> [Set problem 1] Reproduce the records from their start through the line containing "M 151 43 L 106", keeping both ends and leaving the pictures out of your answer.

> [Page text]
Henry Mayhew, in a full description that was not uncritical of the Home’s management, noted in 1850 that seamen addressed the institution’s officers as friends not as superiors, and recorded a testimony from one among them that ‘the steadiest-going seamen will always speak well of the Sailors’ Home’.6 Henry Roberts, closely familiar with the Home having acted as its architect in the 1840s when he was also the first architect of the pioneering Society for Improving the Condition of the Labouring Classes and responsible for model lodging houses, later acknowledged that the Sailors’ Home ‘must in some respects be considered the prototype of the improved lodging-houses.’7  The Home’s achievements notwithstanding, its Chaplain, the Rev. Robert Hall Baynes, worried in 1858 that ‘the neighbourhood abounds in gin-palaces and prostitutes, the latter to a fearful extent.’ 8

Annual numbers of boarders rose from 528 in the first year to 1,263 in the third, 2,183 in 1840 and 3,833 in 1842. Steady increases continued, to 5,544 in 1853 and 8,617 in 1861. Most of the sailors were of British or North American origin, but not all. By 1862 there had been 544 boarders from Africa.9

The land and the gas house behind the Sailors’ Home had been leased in 1842 with a view to possible extension, even before the formation of Dock Street and the building there of St Paul’s Church. It was used as a skittle ground. Part of the new Dock Street frontage was secured in 1854 and the notion of enlargement was revived as inmate numbers continued to increase. The freehold of another northerly frontage on Dock Street frontage was acquired in 1859, but more southerly ground proved slower to obtain, a lease not being secured until June 1862 – the freehold was purchased in 1889.10


  1. Oxford Dictionary of National Biography (ODNB) for Smith: Roald Kverndal, Seamen’s Missions: Their Origin and Early Growth, a Contribution to the History of the Church Maritime, 1986, passim 

  2. Morning Post, 11 Sept 1828 

  3. Newcastle Courant, 28 Feb 1829: The Times, 1 May 1829: _ODNB _for Elliot: Kverndal, pp. 92–3, 325–33 

  4. National Maritime Museum (NMM), SAH/60/2–3: Morning Chronicle, 11 June 1830: Public Ledger and Daily Advertiser, 6 May 1835: Kverndal, pp. 332–40 

  5. NMM, SAH/1/1, pp. 159,165,280,296; SAH/1/13, p. 4; SAH/60/2–3; SAH/60/10: The Builder, 4 Oct. 1862, p. 708: Historic England Archives, 3583/29–49 

  6. Morning Chronicle, 11 and 19 April and 2 May 1850 

  7. Henry Roberts, The Dwellings of the Labouring Classes, 1867 edn, p. 15 

  8. Lambeth Palace Library, Tait 440/433 

  9. NMM, SAH/1/4; SAH/60/2 

  10. NMM, SAH/1/1, pp. 44,233; SAH/1/4, pp. 21,250–2,291,467; SAH/1/7, pp. 362,391; SAH/60/10: The National Archives, WORK6/145/9 

The Sailors' Home from 1862, with hostel conversions (1976–8 and 2012–14)
Contributed by Survey of London on March 1, 2019

In late 1862 a building committee took the Sailors' Home's extension plan forward and Edward Ledger Bracebridge, a Poplar-based architect personally known to Lord Henry Cholmondeley, the committee’s Chairman, was appointed with a brief to design a new block facing Dock Street and to reconfigure the 1830s building. The Rev. Dan Greatorex, newly appointed Chaplain and a member of the committee, objected to Bracebridge’s first scheme on account of its impact on light to his house, immediately to the south on Dock Street. A significantly more expensive amended scheme (first estimated at £8,000 as against £5,500) was approved and built in 1863–5, with James Mugford Macey as builder for a contract sum of £10,626. Thomas Wayland Fletcher was the Clerk of Works. Lord Viscount Palmerston laid the foundation stone on 4 August 1863 and the Prince of Wales opened the building on 22 May 1865. A commemorative stone plaque bearing that information is still to be found facing the hostel’s internal courtyard where it was moved, recut, in 1956.

> [Extracted material]
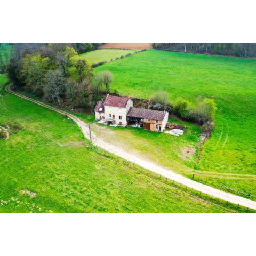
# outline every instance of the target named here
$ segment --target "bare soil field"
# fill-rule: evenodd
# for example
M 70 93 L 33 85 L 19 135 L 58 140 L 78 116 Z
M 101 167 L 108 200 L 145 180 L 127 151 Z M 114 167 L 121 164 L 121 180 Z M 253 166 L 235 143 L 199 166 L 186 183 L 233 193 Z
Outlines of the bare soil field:
M 151 43 L 106 43 L 101 46 L 102 49 L 150 49 Z

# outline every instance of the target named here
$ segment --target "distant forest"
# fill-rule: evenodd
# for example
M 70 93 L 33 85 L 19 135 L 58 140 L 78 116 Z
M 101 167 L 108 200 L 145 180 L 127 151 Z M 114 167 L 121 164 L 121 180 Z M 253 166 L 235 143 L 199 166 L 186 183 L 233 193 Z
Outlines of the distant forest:
M 152 45 L 164 51 L 256 57 L 256 43 L 153 43 Z

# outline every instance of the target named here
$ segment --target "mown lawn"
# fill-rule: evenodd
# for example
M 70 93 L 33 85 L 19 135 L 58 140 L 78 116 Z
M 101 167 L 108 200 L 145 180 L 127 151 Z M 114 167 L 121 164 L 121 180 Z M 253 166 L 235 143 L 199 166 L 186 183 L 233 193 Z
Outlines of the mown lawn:
M 0 124 L 19 127 L 0 140 L 0 212 L 245 211 L 202 199 L 91 150 L 70 119 L 8 93 L 0 99 Z
M 100 49 L 82 53 L 75 58 L 85 59 L 92 64 L 95 64 L 101 61 L 110 61 L 111 59 L 114 60 L 116 57 L 128 53 L 132 54 L 135 51 L 134 50 Z
M 215 127 L 196 177 L 256 199 L 256 60 L 148 50 L 95 68 L 104 70 L 114 74 L 111 90 L 123 95 L 148 98 L 162 90 L 171 101 L 214 99 Z

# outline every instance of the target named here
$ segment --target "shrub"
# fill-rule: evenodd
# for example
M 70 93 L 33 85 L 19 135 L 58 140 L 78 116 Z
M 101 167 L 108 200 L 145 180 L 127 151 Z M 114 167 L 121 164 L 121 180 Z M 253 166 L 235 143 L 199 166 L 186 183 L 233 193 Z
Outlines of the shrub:
M 213 121 L 208 121 L 203 124 L 201 127 L 201 133 L 204 134 L 206 138 L 209 138 L 214 127 Z
M 168 94 L 165 92 L 157 92 L 149 100 L 148 108 L 155 110 L 165 110 L 171 112 L 172 105 L 167 102 L 167 97 Z

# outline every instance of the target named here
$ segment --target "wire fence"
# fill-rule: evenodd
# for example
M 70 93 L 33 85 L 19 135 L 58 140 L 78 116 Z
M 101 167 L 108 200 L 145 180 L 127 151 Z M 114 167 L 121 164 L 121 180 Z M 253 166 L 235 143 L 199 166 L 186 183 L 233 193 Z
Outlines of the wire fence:
M 229 209 L 234 210 L 234 211 L 237 212 L 255 212 L 253 210 L 239 205 L 239 204 L 236 205 L 233 203 L 230 203 L 228 201 L 225 201 L 219 198 L 215 197 L 213 196 L 211 196 L 211 195 L 209 195 L 205 193 L 202 193 L 199 191 L 196 190 L 195 189 L 191 188 L 187 186 L 185 186 L 183 184 L 178 182 L 177 181 L 175 181 L 173 180 L 170 180 L 161 174 L 156 173 L 148 169 L 145 169 L 138 165 L 130 162 L 125 159 L 123 159 L 123 158 L 119 158 L 115 156 L 112 156 L 111 155 L 107 153 L 106 151 L 103 151 L 102 149 L 100 149 L 98 148 L 94 147 L 93 148 L 94 150 L 95 150 L 96 151 L 98 152 L 100 155 L 102 155 L 102 157 L 108 157 L 110 158 L 110 159 L 111 159 L 111 161 L 117 162 L 119 164 L 122 164 L 122 165 L 123 165 L 123 166 L 125 166 L 125 167 L 128 167 L 130 170 L 136 172 L 145 176 L 147 176 L 150 179 L 153 179 L 154 180 L 166 185 L 171 186 L 172 187 L 174 187 L 178 189 L 180 189 L 183 192 L 188 193 L 191 196 L 196 196 L 203 200 L 207 201 L 212 203 L 217 204 L 218 205 L 224 207 L 225 208 L 228 207 Z M 193 177 L 191 177 L 191 179 Z M 194 175 L 194 178 L 195 178 Z

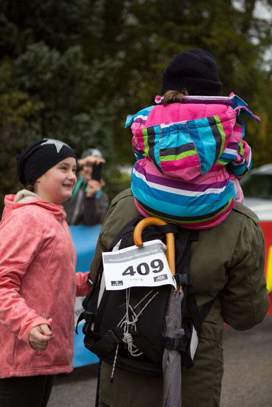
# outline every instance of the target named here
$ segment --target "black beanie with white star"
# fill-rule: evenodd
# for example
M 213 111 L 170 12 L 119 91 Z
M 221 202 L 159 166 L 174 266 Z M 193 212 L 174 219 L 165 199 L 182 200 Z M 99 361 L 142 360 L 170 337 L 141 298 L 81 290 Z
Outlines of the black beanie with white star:
M 23 185 L 36 180 L 60 161 L 76 156 L 71 147 L 59 140 L 43 138 L 29 146 L 17 157 L 17 173 Z

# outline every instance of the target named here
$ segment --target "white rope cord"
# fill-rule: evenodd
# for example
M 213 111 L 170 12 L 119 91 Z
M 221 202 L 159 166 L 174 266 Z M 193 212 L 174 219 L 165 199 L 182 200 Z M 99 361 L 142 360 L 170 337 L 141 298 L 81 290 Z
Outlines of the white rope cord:
M 137 307 L 139 307 L 140 304 L 143 302 L 143 301 L 152 293 L 153 292 L 153 290 L 151 290 L 149 291 L 147 294 L 146 294 L 139 302 L 136 304 L 135 308 L 136 308 Z M 134 312 L 134 309 L 131 307 L 130 304 L 129 304 L 129 301 L 130 300 L 130 287 L 128 288 L 128 291 L 127 288 L 126 289 L 126 311 L 125 315 L 122 318 L 122 319 L 120 321 L 119 323 L 117 325 L 118 327 L 124 326 L 124 334 L 123 335 L 123 338 L 122 340 L 125 343 L 126 343 L 127 345 L 127 348 L 128 351 L 131 355 L 131 356 L 133 357 L 137 357 L 140 356 L 141 355 L 143 354 L 143 352 L 139 351 L 137 346 L 136 346 L 133 343 L 133 338 L 131 334 L 130 334 L 128 332 L 128 330 L 130 327 L 132 327 L 133 328 L 135 331 L 137 331 L 137 327 L 136 327 L 136 323 L 138 321 L 138 317 L 139 315 L 142 313 L 142 312 L 144 311 L 144 310 L 147 307 L 149 304 L 152 301 L 152 300 L 156 297 L 156 295 L 158 294 L 158 291 L 157 291 L 155 294 L 149 299 L 149 300 L 147 301 L 147 302 L 145 304 L 145 305 L 143 307 L 143 308 L 140 310 L 138 314 Z M 129 310 L 130 310 L 132 315 L 133 316 L 132 317 L 132 321 L 129 321 Z M 114 370 L 115 369 L 115 365 L 116 364 L 116 360 L 117 359 L 117 354 L 118 353 L 118 349 L 119 347 L 119 343 L 117 344 L 117 346 L 116 346 L 116 351 L 115 352 L 115 356 L 114 358 L 114 361 L 113 365 L 113 369 L 112 370 L 112 375 L 111 376 L 111 383 L 112 383 L 113 382 L 113 375 L 114 373 Z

> [Set problem 2] Update the Sailors' Home history from the words "9. NMM, SAH/1/4;" through "(1976–8 and 2012–14)", substituting "hostel refits" for "hostel conversions".

> [Reply 1]
# outline every instance of the target named here
$ segment --target "bare soil field"
# fill-rule: evenodd
# for example
M 70 93 L 33 85 L 19 135 L 58 140 L 78 116 Z
M 101 167 L 108 200 L 145 180 L 127 151 Z M 114 167 L 121 164 L 121 180 Z M 253 166 L 235 143 L 199 166 L 186 183 L 233 193 Z
Outlines of the bare soil field:
M 151 43 L 106 43 L 101 46 L 102 49 L 150 49 Z

> [Reply 2]
9. NMM, SAH/1/4; SAH/60/2 

  10. NMM, SAH/1/1, pp. 44,233; SAH/1/4, pp. 21,250–2,291,467; SAH/1/7, pp. 362,391; SAH/60/10: The National Archives, WORK6/145/9 

The Sailors' Home from 1862, with hostel refits (1976–8 and 2012–14)